(Yapılacak işler)
1. Doymazlık üzerine yazıda, gecenin karanlığında İstanbul'da cepte ne kadar parayla kalındığı söyleniyor?
2. Doymazlık üzerine yazının "O gidince canım" ile başlayıp "meselesi kulların için." ile biten bölümünü, "Poloneze" yerine "Belgrad Ormanı'na" koyarak yeniden yazın.
3. Doymazlık üzerine yazıyı kaldığı yerden sürdürün.

(Alıştırma metni)
--------
O gidince canım sıkıldı. Cebinde yüz bin lira ile gecenin karanlığında, İstanbul'da nereye gidilir? Susasan 1 milyon isteyecekler senden, ne yaparsın? Sonra düşündüm sol şeritte 180 ile gitmekten, ihtiyacımızdan fazla almaktan, doymaz iştihımızdan, tanrılara has kibrimizden ne zaman sıkılacağız? Güzellikleri yok edip , güzelliklere ağıt yakmak, sevdalanmak da ne ki? Ağaçları kesip, ormanları yakıp , ondan sonra hafta sonu iki ağaç bulmak için Poloneze akın eden bizler delimiyiz? Dört katlı villada oturup, el kadar kaniş köpeğini, kışın buz betonlerın üstüne barınağa bırakan insanlar tanıyorum daha ne olsun? Tanrım aklımızı koru, delirmek an meselesi kulların için.
--------
(Çıkarılan malzeme)

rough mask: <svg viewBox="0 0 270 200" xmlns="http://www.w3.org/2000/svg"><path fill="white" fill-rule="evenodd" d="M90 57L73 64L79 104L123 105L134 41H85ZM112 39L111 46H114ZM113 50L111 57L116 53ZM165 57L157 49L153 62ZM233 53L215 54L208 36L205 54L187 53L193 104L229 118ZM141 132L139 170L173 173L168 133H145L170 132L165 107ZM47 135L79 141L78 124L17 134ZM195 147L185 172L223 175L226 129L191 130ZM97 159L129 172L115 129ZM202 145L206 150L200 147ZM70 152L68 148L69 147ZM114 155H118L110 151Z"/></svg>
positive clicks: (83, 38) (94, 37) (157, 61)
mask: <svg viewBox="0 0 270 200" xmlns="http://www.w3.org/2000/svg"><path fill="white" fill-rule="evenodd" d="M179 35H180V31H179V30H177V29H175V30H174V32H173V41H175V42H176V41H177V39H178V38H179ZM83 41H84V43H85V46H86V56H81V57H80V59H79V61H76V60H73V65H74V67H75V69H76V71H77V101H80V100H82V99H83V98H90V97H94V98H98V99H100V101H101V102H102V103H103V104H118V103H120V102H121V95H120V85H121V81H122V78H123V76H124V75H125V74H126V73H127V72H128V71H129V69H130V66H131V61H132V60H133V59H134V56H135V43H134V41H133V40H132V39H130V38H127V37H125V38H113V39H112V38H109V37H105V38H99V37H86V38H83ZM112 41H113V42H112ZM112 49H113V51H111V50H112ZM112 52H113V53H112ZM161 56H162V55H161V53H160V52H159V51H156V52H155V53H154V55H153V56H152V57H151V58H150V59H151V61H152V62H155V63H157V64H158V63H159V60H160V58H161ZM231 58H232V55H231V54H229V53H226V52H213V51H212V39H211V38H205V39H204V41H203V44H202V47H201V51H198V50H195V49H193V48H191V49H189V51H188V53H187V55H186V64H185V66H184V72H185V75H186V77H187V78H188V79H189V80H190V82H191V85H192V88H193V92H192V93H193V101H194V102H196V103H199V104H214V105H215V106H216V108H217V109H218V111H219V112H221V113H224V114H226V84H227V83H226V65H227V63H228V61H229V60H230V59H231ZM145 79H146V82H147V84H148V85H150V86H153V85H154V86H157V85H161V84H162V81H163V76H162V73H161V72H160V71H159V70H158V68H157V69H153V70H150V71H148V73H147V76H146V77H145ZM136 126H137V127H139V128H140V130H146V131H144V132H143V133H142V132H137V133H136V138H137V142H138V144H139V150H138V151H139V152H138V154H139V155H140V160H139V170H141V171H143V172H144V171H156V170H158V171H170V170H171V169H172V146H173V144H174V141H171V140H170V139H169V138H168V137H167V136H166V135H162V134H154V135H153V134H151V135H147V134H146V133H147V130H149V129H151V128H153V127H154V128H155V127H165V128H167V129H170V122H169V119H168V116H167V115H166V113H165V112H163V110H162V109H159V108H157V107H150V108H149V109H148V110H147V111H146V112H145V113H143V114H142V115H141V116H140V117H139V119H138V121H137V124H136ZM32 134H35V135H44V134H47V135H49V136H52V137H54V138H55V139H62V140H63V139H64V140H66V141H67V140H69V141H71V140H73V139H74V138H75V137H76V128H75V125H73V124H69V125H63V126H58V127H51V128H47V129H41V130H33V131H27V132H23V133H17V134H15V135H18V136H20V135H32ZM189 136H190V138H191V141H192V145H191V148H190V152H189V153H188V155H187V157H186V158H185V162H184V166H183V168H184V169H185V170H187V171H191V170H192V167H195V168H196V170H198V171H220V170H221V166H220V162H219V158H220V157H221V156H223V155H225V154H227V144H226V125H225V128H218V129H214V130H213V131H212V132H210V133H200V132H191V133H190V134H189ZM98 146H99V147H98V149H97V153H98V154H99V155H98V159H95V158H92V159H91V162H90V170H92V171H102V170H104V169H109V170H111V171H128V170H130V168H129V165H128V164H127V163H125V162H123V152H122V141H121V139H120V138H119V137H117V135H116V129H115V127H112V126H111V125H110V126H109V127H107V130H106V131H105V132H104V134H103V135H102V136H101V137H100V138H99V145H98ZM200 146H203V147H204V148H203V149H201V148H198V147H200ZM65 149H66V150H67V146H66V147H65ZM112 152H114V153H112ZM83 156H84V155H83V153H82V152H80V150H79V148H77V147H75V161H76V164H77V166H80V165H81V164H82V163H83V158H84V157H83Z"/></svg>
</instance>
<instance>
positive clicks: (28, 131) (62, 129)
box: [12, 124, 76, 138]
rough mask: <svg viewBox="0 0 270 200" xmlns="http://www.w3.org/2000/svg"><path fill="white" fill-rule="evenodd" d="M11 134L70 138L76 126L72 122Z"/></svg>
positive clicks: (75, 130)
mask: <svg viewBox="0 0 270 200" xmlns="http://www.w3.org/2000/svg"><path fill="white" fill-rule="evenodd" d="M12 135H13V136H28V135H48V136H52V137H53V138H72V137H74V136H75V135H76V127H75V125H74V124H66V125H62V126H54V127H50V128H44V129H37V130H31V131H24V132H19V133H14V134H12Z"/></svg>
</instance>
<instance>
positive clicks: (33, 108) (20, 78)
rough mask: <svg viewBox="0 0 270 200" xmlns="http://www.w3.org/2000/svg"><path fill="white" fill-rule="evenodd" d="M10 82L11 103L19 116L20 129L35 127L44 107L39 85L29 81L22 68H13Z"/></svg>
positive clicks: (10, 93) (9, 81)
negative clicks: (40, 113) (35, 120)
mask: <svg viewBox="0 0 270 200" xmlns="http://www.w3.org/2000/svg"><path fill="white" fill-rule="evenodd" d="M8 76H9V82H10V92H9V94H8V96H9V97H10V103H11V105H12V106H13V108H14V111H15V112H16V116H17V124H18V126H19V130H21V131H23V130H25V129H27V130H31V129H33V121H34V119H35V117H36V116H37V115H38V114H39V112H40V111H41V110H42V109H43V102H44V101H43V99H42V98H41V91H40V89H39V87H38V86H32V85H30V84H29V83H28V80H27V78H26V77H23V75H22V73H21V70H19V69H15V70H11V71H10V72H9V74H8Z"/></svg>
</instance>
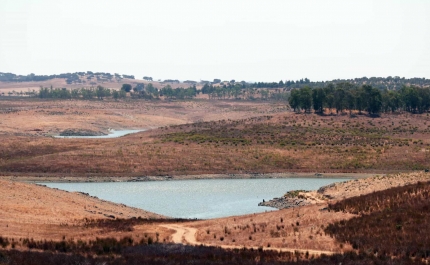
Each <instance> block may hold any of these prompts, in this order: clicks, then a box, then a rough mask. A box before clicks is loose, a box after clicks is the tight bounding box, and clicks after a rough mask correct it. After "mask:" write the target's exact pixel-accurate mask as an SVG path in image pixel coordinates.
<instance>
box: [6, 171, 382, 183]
--------
(Alıştırma cevapları)
1. Yüz bin lira.

2.
O gidince canım sıkıldı. Cebinde yüz bin lira ile gecenin karanlığında, İstanbul'da nereye gidilir? Susasan 1 milyon isteyecekler senden, ne yaparsın? Sonra düşündüm sol şeritte 180 ile gitmekten, ihtiyacımızdan fazla almaktan, doymaz iştihımızdan, tanrılara has kibrimizden ne zaman sıkılacağız? Güzellikleri yok edip , güzelliklere ağıt yakmak, sevdalanmak da ne ki? Ağaçları kesip, ormanları yakıp , ondan sonra hafta sonu iki ağaç bulmak için Belgrad Ormanı'na akın eden bizler delimiyiz? Dört katlı villada oturup, el kadar kaniş köpeğini, kışın buz betonlerın üstüne barınağa bırakan insanlar tanıyorum daha ne olsun? Tanrım aklımızı koru, delirmek an meselesi kulların için.

3.
Aşkı ve sevdayı skora dökmüş kavmin insanları yaşıyor bu şehirde... Yalnızlıktan duvarlara şarkı söyleyen insanların bilinmezliği saklı araba camlarında. Sokakları, trafik ışıklarını, iş yerlerinin önünü bir sürü kara çocuk basmış. Paçandan, ayağından, ceketinden çekiyor abi ekmek parası... Herkes , bir bilgisayar oyunundaki gibi , alışmış , fiske vurup geçiyor ellerine çocuğun. Ben çocuğun suratına bakıp sorular soruyorum içimden. Çocuğum senin baban yok mu? Varsa nerede? Okulun yok mu? Neden okulda değilsin bu saatte? Vali olsam, bi şey olsam, bir tanesi dilenmez bu çocukların diyorum. Hadi be diyorum sonra. Sanki gösterirlerdi bu çocukları sana diyorum. Ya da görecek gözün kalırmıydı o zaman ? Beş milyona adam sürüklüyorlar yerde. Hayat, bugün kaderimde ne var? organizasyonu. Canım sıkılıyor. Bir kaç kedi bulup sevmeliyim. Ofisteki yavru kedilere yer bulmalıyım. Garajdaki yeni kediyi yakalamalıyım. Sefil köpekler var arka bahçede, onlara bir yer bulmalı? Hakkari'li Süleyman'a koli yollamalı. Bu sene Orta 1'e gidecek.
Tanıdığım insanların çoğu mutsuz. Marketten bir kilo mutluluk alıp dağıtmalıyım. Normal insanların Dünyasında normal olmamak ne güzel. Sırrına erelim hayatın. Gerisi kocaman gereksiz bir boşluk olsun...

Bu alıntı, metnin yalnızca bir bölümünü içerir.